▶ **Dataset records**:
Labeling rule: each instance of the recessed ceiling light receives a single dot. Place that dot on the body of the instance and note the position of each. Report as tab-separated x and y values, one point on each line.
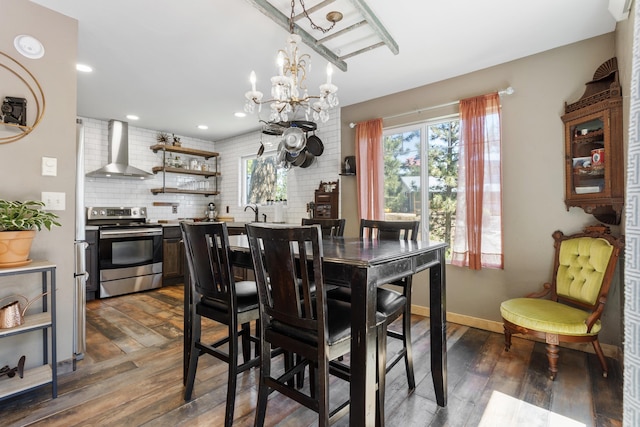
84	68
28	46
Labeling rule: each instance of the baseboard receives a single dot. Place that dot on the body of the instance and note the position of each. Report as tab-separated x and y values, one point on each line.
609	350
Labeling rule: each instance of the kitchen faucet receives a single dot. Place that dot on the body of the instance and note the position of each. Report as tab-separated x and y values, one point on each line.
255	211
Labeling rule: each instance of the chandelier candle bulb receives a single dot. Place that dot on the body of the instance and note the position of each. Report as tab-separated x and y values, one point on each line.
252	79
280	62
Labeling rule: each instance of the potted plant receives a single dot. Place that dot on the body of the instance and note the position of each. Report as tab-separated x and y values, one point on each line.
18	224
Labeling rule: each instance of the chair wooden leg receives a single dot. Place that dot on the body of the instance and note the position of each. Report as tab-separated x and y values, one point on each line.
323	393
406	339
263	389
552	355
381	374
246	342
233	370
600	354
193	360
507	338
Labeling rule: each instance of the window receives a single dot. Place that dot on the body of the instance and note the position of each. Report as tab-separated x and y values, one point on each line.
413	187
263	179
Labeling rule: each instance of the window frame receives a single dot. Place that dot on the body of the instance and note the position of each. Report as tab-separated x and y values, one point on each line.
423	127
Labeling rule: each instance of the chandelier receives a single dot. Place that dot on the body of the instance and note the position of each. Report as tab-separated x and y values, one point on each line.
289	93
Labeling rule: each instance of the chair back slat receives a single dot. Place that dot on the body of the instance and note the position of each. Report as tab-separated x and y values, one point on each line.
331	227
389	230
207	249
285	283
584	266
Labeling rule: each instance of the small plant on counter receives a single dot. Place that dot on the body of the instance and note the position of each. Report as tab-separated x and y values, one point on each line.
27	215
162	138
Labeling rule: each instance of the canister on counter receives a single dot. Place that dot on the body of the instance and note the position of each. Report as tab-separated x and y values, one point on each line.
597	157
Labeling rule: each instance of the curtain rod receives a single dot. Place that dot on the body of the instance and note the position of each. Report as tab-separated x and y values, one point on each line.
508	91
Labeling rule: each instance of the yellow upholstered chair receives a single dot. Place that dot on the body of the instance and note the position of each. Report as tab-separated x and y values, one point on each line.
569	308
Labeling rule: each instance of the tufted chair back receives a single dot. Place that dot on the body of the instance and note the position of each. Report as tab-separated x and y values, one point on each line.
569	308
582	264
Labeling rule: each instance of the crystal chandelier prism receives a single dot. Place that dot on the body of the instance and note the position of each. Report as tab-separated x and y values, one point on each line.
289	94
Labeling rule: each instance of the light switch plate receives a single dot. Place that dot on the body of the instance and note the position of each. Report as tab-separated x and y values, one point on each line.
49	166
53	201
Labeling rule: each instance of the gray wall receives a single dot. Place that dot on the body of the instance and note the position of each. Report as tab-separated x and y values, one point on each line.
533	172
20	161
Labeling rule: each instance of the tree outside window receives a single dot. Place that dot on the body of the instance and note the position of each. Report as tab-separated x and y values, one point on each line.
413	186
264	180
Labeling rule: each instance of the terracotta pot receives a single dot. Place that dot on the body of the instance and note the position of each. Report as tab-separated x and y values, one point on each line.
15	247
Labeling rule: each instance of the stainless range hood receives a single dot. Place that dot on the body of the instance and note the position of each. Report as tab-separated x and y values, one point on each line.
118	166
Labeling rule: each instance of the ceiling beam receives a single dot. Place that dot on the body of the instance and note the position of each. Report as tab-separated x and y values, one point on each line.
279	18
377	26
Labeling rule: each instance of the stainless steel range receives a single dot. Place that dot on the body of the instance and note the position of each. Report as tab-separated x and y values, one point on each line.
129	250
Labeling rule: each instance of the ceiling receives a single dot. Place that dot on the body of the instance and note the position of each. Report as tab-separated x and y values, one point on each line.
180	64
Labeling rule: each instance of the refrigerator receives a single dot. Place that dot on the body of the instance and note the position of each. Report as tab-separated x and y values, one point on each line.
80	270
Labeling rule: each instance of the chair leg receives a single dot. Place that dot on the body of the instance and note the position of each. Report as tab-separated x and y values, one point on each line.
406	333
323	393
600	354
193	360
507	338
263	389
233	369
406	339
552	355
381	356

▶ **Your objective**: Your answer should consist only of the lines from the one with "Labeling rule: each instance of the chair leg" through the last line of the entries above, retyped exactly.

▶ **Response area**:
Labeling rule: each instance of the chair leg receives a single dot. Place that dot on the body of the instance and note the position of each. Report as tab-separated x and y values, one point on each line.
406	333
323	393
600	354
193	360
507	338
263	389
233	369
406	339
552	355
381	356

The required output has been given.